[[ EXTRACT TO READ open ]]

On August 22, 2013, the Commodity Futures Trading Commission (CFTC) issued final rules (“Final Rules”) to harmonize the compliance requirements for advisers to registered investment companies who are also required to register as commodity pool operators (CPOs) with the CFTC (RIC CPOs).
Under the Final Rules, the CFTC generally will accept compliance with applicable securities laws and the SEC’s regulations relating to disclosure, reporting and recordkeeping for registered investment companies (the “SEC Rules”) as “substituted compliance” for compliance with the CFTC’s Part 4 regulations. It is important to note that this “substituted compliance” regime means that any failure of a RIC CPO to comply with the applicable SEC Rules not only creates the potential for an SEC enforcement action, but it also creates the potential for a CFTC enforcement action as well.

[[ EXTRACT TO READ closed ]]

▶ [ACTIONS TO TAKE]
1/ Reproduce the passage on the CFTC's final rules, covering everything from "On August 22, 2013, the" down to "CFTC (RIC CPOs).", with "harmonize" changed to "align".
2/ Extend the passage on the CFTC's final rules, picking up from its last sentence.

[[ THE DATA open ]]

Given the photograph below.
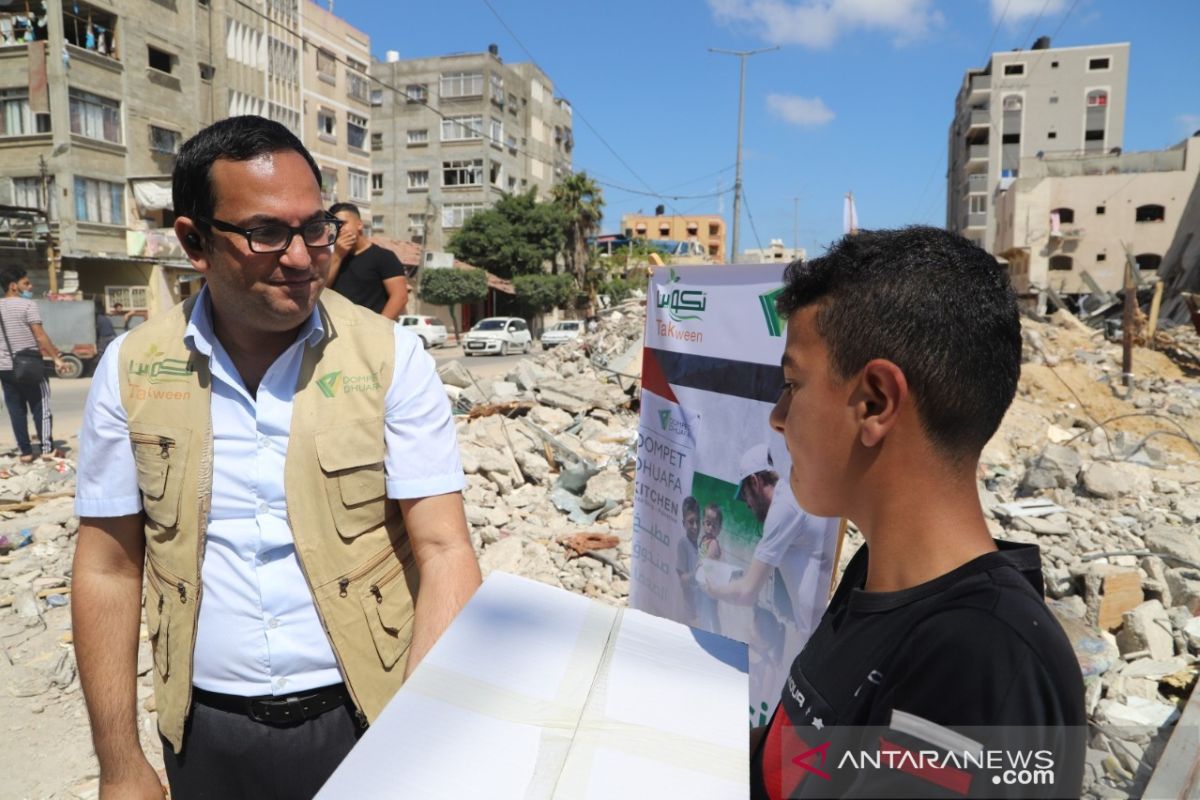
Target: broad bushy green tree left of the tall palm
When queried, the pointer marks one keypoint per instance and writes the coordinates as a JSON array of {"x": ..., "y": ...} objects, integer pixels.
[{"x": 517, "y": 237}]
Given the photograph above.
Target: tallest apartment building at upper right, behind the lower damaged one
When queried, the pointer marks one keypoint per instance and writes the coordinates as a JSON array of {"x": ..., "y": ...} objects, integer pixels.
[{"x": 1024, "y": 103}]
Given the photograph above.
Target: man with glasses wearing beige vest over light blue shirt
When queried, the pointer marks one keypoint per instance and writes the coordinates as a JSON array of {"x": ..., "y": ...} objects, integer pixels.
[{"x": 279, "y": 467}]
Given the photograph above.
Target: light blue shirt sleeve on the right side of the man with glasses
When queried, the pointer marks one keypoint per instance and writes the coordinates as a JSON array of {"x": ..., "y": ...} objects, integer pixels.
[{"x": 423, "y": 447}]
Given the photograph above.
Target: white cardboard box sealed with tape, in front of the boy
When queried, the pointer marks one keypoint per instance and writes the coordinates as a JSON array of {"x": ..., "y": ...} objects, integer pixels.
[{"x": 536, "y": 693}]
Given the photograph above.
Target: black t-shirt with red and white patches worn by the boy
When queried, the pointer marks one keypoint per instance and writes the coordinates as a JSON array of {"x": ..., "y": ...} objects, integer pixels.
[{"x": 970, "y": 663}]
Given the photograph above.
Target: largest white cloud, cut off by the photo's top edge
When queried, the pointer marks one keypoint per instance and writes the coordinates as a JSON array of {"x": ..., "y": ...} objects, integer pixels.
[{"x": 818, "y": 25}]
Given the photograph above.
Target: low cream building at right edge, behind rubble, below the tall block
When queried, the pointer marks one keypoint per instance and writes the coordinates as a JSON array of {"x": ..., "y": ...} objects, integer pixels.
[{"x": 1065, "y": 224}]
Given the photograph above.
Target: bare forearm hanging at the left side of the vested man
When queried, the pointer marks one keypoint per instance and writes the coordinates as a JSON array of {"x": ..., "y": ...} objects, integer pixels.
[{"x": 106, "y": 616}]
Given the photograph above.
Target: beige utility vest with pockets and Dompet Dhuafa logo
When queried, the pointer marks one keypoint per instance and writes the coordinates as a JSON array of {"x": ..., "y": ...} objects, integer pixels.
[{"x": 350, "y": 538}]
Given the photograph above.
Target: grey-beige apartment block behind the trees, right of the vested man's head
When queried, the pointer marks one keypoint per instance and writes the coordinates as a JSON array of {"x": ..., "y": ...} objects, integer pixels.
[{"x": 452, "y": 135}]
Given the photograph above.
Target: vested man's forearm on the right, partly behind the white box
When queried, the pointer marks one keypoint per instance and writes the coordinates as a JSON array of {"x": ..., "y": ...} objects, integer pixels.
[{"x": 447, "y": 582}]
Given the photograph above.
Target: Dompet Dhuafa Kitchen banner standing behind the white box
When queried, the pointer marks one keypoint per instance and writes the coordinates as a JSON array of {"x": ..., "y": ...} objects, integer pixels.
[{"x": 721, "y": 543}]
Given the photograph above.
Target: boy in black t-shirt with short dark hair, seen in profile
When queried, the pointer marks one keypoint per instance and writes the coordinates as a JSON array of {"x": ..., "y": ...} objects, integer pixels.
[{"x": 938, "y": 670}]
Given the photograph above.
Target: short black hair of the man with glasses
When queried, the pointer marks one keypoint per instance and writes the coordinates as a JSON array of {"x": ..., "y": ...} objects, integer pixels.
[{"x": 237, "y": 139}]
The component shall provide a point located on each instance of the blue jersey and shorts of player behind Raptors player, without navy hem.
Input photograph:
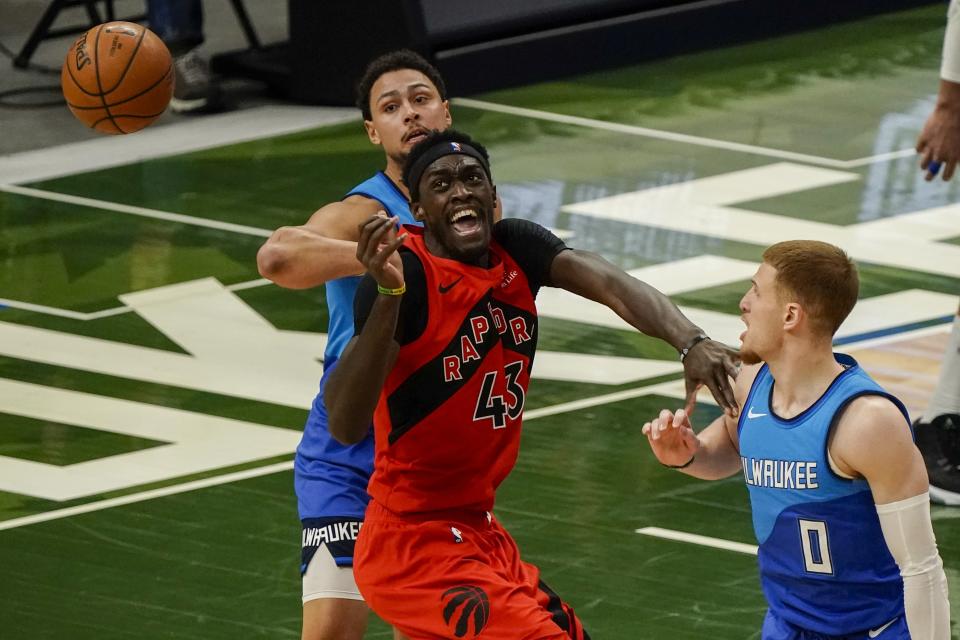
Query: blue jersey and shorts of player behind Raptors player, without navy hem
(330, 478)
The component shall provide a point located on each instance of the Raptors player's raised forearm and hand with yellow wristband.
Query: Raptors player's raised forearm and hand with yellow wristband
(354, 387)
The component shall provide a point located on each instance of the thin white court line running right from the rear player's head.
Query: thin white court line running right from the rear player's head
(672, 136)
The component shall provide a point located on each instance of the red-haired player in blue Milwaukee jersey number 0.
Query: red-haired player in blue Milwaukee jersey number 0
(839, 492)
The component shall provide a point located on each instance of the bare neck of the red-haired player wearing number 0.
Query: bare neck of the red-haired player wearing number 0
(802, 373)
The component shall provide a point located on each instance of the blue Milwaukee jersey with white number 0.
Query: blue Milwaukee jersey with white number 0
(824, 565)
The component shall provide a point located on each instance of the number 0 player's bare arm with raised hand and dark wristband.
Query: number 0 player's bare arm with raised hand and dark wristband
(712, 454)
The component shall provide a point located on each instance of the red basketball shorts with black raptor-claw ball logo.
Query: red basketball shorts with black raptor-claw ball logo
(455, 575)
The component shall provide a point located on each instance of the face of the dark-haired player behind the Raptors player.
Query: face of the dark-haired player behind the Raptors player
(404, 107)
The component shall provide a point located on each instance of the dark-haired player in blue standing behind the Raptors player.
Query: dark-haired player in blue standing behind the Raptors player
(402, 98)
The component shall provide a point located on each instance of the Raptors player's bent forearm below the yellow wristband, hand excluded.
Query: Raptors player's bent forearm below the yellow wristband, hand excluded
(354, 387)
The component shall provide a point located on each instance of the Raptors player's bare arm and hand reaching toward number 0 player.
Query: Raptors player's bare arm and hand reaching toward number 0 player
(706, 362)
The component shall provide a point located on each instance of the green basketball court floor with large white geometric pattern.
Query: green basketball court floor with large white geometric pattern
(152, 387)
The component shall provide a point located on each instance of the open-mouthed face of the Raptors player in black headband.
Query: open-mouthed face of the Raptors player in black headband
(456, 206)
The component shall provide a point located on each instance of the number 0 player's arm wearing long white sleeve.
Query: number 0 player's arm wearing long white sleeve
(872, 440)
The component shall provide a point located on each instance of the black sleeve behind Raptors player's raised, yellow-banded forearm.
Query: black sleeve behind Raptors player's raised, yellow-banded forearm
(413, 308)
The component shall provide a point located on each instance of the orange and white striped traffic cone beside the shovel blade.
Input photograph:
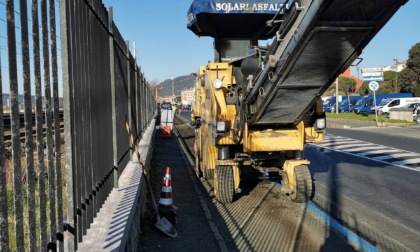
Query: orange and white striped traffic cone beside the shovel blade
(166, 208)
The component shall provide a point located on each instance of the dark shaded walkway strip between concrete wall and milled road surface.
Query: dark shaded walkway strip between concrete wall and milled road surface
(194, 231)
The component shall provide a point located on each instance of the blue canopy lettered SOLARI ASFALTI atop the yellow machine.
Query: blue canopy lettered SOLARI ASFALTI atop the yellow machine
(234, 19)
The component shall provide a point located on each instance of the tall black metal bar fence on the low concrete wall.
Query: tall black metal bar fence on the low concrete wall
(53, 182)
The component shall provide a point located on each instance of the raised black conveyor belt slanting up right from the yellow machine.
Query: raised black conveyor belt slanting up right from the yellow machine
(326, 37)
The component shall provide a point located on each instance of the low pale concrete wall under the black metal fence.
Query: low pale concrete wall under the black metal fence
(117, 225)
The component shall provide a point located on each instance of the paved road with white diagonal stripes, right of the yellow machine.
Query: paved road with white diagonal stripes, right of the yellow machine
(365, 178)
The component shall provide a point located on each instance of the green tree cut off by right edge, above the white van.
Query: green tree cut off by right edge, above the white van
(409, 78)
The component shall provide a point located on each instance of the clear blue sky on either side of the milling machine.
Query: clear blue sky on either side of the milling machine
(166, 48)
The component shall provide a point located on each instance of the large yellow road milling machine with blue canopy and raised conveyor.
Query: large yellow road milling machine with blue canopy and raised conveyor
(260, 105)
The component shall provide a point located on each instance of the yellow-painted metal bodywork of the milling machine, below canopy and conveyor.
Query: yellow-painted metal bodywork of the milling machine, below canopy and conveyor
(212, 105)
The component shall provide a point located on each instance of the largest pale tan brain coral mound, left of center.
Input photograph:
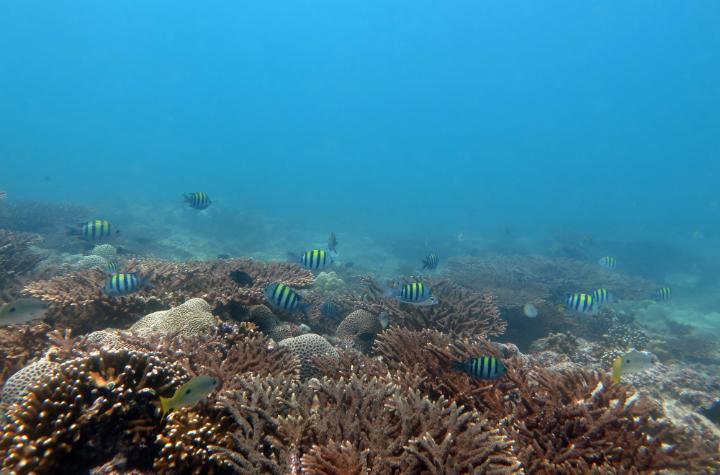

[[ THE DATA closed ]]

▶ [RESPONSES TO THE TASKS]
1/
On August 22, 2013, the Commodity Futures Trading Commission (CFTC) issued final rules (“Final Rules”) to align the compliance requirements for advisers to registered investment companies who are also required to register as commodity pool operators (CPOs) with the CFTC (RIC CPOs).

2/
On the day following the CFTC’s adoption of the Final Rules, the SEC’s Division of Investment Management published a Guidance Update titled “Disclosure and Compliance Matters for Investment Company Registrants That Invest in Commodity Interests,” which summarized the views of the Division regarding certain disclosure and compliance matters relevant to funds that invest in commodity interests (the “Guidance Update”). The Guidance Update is intended to assist such funds in preparing disclosure filings and in their consideration of compliance issues, and largely reiterates past SEC staff guidance.
In addition to introducing the “substituted compliance” regime for RIC CPOs, the CFTC also amended certain provisions of its Part 4 regulations that are applicable to pools and accounts advised by CPOs and commodity trading advisors (CTAs), and provided relief for CPOs of commodity pools whose interests will be offered and sold pursuant to an effective registration statement under the Securities Act of 1933, (the “Securities Act”).
Unless otherwise noted, the amendments set forth below are effective as of September 23, 2013.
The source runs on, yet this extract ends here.